■ Direction
Resume the passage below on Trollope's female characters, writing on from its last sentence.

■ Passage
--- BEGIN ---
A novelist knows things about his characters that we cannot generally know of one another: the formative disappointments, the uncertainties, the kindly impulses stifled by embarrassment or undone by maladroit expression. Trollope’s fiction constantly presses upon us the fact that there is always something to know about another person. He does not attempt to reverse our judgments, but he does insist on tempering them. The effort is especially strong in the case of his female characters. No male author since Shakespeare, or perhaps Samuel Richardson, showed as much interest in portraying women as complex people. It is not for me to say whether he succeeded in creating plausible portraits of female subjectivity, but he sought to do nothing less, and reviewers in his own day were aware of his efforts. His female characters are various and distinctive, and if they are generally more admirable than the men who surround them, it is not because they are naive Pollyannas. The young and inexperienced among them reveal wisdom and fortitude amid their trials; with the more worldly and battered, we find unexpected tenderness and selflessness.
The Way We Live Now’s Mrs. Hurtle—a beautiful American widow who follows Paul Montague, her one-time fiancé, to London with the hope of winning him back—has a shadowy past and, when she finds he has fallen in love with another, reveals a fearsome temper. She writes Paul a letter promising retribution, if only he is man enough to face her: “I desire you to come to me,—according to your promise,—and you will find me with a horsewhip in my hand. I will whip you till I have not a breath in my body. And then I will see what you will dare to do;—whether you will drag me into a court of law for the assault. Yes; come.” None of Trollope’s men ever express such savagery. Mrs. Hurtle does not send the letter, though she later shows it to Paul at a meeting where her broken heart is made plain. Over the remainder of the story, her fundamental goodness is made equally so. Paul does not repent breaking off the engagement, but he is moved to recognize that she is worth loving: a steely, passionate, noble-hearted woman who deserved better from him.
--- END ---
■ Provided data
--- BEGIN ---
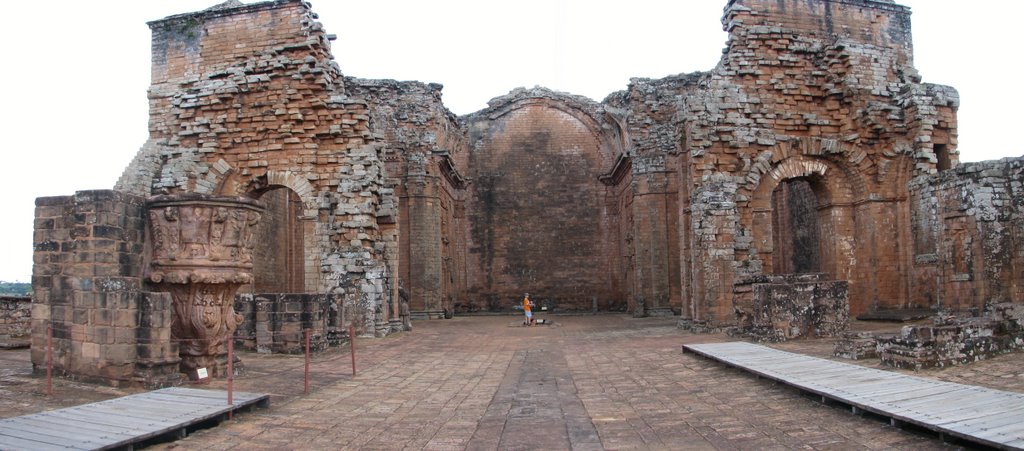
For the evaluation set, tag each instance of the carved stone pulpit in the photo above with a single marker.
(201, 253)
--- END ---
■ Result
Even a quite minor character can be portrayed in a moment of depth, with piercing results. Mrs. Roper, in The Small House at Allington, owns a modest London boarding house, and has just learned that her two most respectable boarders are leaving the establishment. Given that those who remain can only hurt the reputation of her house, she faces a future where respectability—and tenants who pay their bills—will be evermore difficult to come by:
Poor woman! Few positions in life could be harder to bear than hers! To be ever tugging at others for money that they could not pay; to be ever tugged at for money which she could not pay; to desire respectability for its own sake, but to be driven to confess that it was a luxury beyond her means; to put up with disreputable belongings for the sake of lucre, and then not to get the lucre, but be driven to feel that she was ruined by the attempt! How many Mrs. Ropers there are who from year to year sink down and fall away, and no one knows whither they betake themselves! One fancies that one sees them from time to time at the corners of the streets in battered bonnets and thin gowns, with the tattered remnants of old shawls upon their shoulders, still looking as though they had within them a faint remembrance of long-distant respectability. With anxious eyes they peer about, as though searching in the streets for other lodgers.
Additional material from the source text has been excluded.